◆ Records provided:
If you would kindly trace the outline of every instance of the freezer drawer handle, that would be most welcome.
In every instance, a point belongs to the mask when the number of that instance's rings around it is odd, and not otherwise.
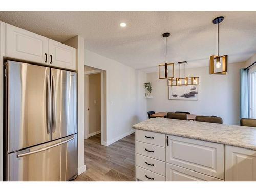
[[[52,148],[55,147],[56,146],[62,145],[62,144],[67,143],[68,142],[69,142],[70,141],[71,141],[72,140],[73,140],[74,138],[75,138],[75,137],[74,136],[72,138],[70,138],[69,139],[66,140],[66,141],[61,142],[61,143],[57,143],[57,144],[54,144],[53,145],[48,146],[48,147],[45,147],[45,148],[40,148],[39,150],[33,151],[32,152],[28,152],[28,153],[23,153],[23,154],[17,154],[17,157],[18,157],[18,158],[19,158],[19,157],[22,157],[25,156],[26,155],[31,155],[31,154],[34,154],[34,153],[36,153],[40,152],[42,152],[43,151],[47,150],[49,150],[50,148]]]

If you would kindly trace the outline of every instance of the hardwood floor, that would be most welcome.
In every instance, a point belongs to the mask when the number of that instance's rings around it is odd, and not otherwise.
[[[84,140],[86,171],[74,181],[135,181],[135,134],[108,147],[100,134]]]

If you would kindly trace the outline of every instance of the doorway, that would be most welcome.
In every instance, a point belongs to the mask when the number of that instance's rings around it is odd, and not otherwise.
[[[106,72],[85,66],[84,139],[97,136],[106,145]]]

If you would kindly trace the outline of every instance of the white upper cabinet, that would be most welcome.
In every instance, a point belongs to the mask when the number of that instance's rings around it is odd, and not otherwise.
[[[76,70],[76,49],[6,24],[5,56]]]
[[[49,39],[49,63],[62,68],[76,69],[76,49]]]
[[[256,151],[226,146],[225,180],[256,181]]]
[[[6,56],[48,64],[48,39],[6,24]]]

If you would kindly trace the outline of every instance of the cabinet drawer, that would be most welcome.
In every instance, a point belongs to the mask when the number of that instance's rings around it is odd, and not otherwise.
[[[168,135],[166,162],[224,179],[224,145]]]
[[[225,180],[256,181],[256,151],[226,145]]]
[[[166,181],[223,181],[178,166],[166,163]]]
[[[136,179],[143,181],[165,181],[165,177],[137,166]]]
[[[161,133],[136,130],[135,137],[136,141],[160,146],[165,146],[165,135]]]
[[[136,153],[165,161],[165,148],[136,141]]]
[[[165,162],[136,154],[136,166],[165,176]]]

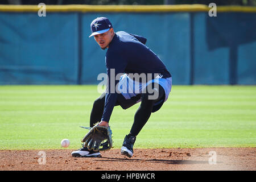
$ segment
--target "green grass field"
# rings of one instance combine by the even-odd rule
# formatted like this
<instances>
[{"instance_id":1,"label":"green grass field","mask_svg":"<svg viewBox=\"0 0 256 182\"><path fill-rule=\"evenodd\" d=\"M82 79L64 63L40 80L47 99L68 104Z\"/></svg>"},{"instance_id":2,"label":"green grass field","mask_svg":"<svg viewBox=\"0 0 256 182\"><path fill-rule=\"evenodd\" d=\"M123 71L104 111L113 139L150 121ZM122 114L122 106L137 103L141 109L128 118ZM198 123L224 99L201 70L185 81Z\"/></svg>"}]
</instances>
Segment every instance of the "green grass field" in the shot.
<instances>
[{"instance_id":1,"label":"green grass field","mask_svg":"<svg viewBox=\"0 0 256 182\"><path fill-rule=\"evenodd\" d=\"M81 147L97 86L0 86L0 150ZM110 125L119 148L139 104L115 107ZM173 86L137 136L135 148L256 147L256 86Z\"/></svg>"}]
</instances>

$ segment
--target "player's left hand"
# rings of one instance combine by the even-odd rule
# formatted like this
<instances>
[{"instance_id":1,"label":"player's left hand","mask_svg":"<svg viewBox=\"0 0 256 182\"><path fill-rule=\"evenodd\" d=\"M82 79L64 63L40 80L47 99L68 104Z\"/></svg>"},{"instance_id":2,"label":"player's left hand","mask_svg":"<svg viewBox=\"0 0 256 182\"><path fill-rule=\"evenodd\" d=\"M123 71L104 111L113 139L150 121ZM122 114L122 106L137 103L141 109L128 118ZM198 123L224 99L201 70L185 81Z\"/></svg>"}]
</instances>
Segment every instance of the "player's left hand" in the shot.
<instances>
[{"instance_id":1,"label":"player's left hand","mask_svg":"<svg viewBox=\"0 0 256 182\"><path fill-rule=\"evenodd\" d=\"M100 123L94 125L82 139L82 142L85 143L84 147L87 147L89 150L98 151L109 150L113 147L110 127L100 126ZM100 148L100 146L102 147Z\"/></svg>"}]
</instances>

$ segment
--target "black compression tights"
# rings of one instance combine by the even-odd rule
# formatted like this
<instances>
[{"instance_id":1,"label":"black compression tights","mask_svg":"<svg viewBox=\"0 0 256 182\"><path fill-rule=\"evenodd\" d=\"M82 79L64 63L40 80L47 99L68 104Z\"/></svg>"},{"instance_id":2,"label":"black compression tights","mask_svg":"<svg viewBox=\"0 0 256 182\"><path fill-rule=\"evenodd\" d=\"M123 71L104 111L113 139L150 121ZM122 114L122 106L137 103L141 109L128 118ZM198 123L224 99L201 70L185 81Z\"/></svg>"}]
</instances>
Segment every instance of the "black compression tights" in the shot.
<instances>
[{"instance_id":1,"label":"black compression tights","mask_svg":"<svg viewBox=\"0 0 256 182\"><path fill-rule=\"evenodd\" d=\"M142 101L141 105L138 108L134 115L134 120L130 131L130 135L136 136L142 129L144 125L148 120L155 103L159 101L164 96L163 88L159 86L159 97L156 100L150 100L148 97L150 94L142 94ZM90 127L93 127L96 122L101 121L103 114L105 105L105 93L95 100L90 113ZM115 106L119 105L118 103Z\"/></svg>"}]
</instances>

◆ What is needed: Copy out, word for word, the lines of the material that begin at the line containing "doorway, that would be most welcome." and end with the line containing "[[[106,72],[85,66],[84,139],[97,136],[106,145]]]", including both of those lines.

◆ Task answer:
If you would kindly trace the outline of every instance of the doorway, that would be most welcome.
In every instance, a point belongs to the mask when the number of that instance's rings around it is odd, and not otherwise.
[[[106,72],[85,66],[84,139],[97,136],[106,145]]]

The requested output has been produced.